>> START DATA SUPPLIED

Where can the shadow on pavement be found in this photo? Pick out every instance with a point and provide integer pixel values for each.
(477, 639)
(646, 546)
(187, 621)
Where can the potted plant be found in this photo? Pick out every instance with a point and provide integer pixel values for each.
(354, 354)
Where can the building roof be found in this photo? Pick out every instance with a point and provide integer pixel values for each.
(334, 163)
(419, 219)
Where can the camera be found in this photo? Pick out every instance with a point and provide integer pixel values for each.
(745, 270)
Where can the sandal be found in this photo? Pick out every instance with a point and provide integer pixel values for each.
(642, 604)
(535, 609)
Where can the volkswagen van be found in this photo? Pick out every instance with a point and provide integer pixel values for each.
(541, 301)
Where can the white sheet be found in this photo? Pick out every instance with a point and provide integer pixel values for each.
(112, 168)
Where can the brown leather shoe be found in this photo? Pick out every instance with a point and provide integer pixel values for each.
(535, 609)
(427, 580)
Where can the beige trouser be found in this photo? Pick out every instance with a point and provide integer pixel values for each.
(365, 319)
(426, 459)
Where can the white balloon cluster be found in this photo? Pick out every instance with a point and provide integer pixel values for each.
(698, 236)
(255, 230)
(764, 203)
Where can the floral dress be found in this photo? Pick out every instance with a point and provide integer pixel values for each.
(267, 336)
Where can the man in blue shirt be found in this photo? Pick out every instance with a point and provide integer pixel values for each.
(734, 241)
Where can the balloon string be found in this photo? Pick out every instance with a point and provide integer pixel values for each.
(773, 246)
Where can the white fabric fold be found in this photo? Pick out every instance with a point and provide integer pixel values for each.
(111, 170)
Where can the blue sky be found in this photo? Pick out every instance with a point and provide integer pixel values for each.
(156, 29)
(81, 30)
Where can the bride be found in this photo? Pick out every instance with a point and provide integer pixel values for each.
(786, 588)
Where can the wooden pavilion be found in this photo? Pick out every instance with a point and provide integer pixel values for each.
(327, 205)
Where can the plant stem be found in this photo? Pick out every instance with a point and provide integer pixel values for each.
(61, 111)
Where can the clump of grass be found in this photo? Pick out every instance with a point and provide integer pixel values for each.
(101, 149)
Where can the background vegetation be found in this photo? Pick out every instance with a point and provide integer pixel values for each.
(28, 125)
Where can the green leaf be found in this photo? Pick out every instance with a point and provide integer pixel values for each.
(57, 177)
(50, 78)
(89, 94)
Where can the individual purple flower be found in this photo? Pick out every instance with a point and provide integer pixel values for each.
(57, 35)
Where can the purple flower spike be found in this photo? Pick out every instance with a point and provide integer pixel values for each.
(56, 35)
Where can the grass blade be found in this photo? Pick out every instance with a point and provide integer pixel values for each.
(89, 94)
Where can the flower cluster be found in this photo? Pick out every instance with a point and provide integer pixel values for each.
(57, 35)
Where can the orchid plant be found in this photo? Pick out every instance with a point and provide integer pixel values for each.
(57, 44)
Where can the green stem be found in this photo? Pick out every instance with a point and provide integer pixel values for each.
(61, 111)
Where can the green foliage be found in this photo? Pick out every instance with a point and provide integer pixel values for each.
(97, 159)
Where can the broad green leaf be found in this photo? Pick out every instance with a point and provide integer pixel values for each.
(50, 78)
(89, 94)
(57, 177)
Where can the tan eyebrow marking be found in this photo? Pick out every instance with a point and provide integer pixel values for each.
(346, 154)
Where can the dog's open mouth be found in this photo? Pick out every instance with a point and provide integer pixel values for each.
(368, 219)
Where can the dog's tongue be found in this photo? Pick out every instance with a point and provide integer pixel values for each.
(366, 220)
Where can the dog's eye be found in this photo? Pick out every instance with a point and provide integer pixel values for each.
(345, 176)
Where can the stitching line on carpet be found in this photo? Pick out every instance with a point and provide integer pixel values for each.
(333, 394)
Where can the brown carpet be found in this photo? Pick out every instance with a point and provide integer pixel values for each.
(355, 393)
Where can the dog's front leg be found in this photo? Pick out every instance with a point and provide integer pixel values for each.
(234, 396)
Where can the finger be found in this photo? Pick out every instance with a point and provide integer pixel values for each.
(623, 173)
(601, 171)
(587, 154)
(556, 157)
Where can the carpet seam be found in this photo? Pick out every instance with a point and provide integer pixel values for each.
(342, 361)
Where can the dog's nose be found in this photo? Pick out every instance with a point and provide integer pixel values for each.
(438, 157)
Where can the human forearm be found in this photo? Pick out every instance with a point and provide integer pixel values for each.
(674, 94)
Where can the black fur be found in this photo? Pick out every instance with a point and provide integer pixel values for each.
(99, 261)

>> END DATA SUPPLIED

## INSTRUCTION
Take the lines above and retype all of them exactly.

## ANSWER TO THIS EXERCISE
Where can the shadow on pavement be found in this photo? Pick out every instance with a point and provide integer pixel values for each.
(477, 639)
(646, 546)
(187, 621)
Where can the potted plant be found in this photo? Pick out every instance with a point and provide integer pixel values for each.
(354, 354)
Where can the building roof be found in this photo? Pick out every instance with a point and provide integer pixel values for each.
(334, 163)
(419, 219)
Where can the camera be found in this photo? Pick out every instance with a point and provide integer pixel values for each.
(745, 270)
Where can the sandal be found in this photo? Pick out every instance with a point and provide integer pixel values for each.
(642, 604)
(535, 609)
Where can the volkswagen van be found in this photo? Pick out every instance with a point and provide integer pixel values for each.
(541, 301)
Where can the white sheet be found in this photo? Pick out every instance with a point and provide integer pixel values for each.
(112, 168)
Where can the brown leather shoe be found in this photo? Pick out every instance with a point and provide integer pixel values for each.
(535, 609)
(427, 580)
Where can the beige trouser be found in this photo? Pick out every instance with a point and provide integer pixel values for each.
(365, 319)
(426, 459)
Where can the white balloon cluster be found in this photo? Pick out every instance with a point and provide integer pixel values for each.
(698, 236)
(255, 230)
(764, 203)
Where can the floral dress be found in this photo? Pick out every instance with a point and provide integer pixel values for each.
(267, 336)
Where can the man in blue shirt be found in this photo? Pick out every instance with a point and provide integer pixel values for each.
(734, 241)
Where can the balloon string be found in this photo? Pick out every instance with a point and provide integer pixel values for each.
(773, 246)
Where can the white fabric fold be found in this photo? Pick out every instance with a point and provide integer pixel values for each.
(111, 170)
Where can the blue sky be found in this photo? Pick out every instance with a point and provide integer pixel values for each.
(156, 29)
(81, 30)
Where can the bride be found in this photo? Pick out every instance with a point and provide integer pixel values for each.
(786, 588)
Where can the wooden pavilion be found in this photo? Pick out every instance with a point and provide integer pixel values for each.
(327, 205)
Where can the plant stem be found in this photo? Pick out every instance with a point and provide integer pixel values for each.
(61, 111)
Where can the clump of grass be found in this photo? Pick out every instance with a point and provide integer pixel values for each.
(101, 149)
Where can the background vegetation be found in this photo? Pick out every instance with a point and provide integer pixel values for each.
(28, 125)
Where can the green leaf be found in this photo? Pick out every instance with a point and provide integer pixel values for each.
(57, 177)
(50, 78)
(89, 94)
Where can the individual purple flower be found in this photo? Pick out every instance with a point and provide integer pixel values for each.
(57, 35)
Where can the purple flower spike be found in this photo? Pick out every instance with a point and provide integer pixel values for each.
(56, 35)
Where can the grass blade be found in this photo? Pick out every instance with a point and provide integer pixel values for each.
(89, 94)
Where can the flower cluster be found in this photo? Pick out every instance with a point and provide integer pixel values for each.
(57, 35)
Where can the orchid plant be found in this photo? Pick out every instance with a point and provide integer pixel values for each.
(57, 44)
Where can the green stem be found in this photo? Pick out every instance with a point and provide integer pixel values for each.
(61, 111)
Where can the green foliage be found in this photo? Pick out every instance with a point and provide integer pixel values for each.
(97, 159)
Where can the broad green leaf be found in this photo? Pick out every instance with a point and provide integer pixel values for each.
(50, 78)
(89, 94)
(57, 177)
Where can the tan eyebrow marking be found in this photo? Pick out every instance with a point and provide integer pixel values for each.
(346, 154)
Where can the dog's open mouth be found in this photo? Pick out every instance with a point and provide integer pixel values for each.
(368, 219)
Where can the dog's tongue be found in this photo? Pick out every instance with a point and provide integer pixel values for each.
(366, 220)
Where can the dog's eye be found in this photo? Pick out every instance with a point and provide integer pixel values for each.
(345, 176)
Where can the stitching line on carpet be found in this photo? Pick out every instance with a point and provide integer pixel values for each.
(333, 394)
Where can the brown carpet be found in this photo? Pick out every instance with a point and provide integer pixel values for each.
(355, 393)
Where can the dog's front leg be found in this photo? Pick out every instance with a point and provide integer pixel values for each.
(234, 396)
Where can the finger be found in this photo? Pick out every instance with a point and provide integer pixel values for each.
(623, 173)
(601, 171)
(587, 154)
(556, 157)
Where can the carpet seam be found in this photo? Pick out every instance with a point and provide integer pixel values for each.
(342, 361)
Where can the dog's nose be found in this photo? Pick out every instance with a point and provide integer pixel values for each.
(438, 157)
Where can the human forearm be found in this photo? Pick out every instance with a point and provide integer pixel values for each.
(674, 94)
Where can the black fur be found in this photo? Pick out every instance with a point and provide integer pixel values for each.
(99, 261)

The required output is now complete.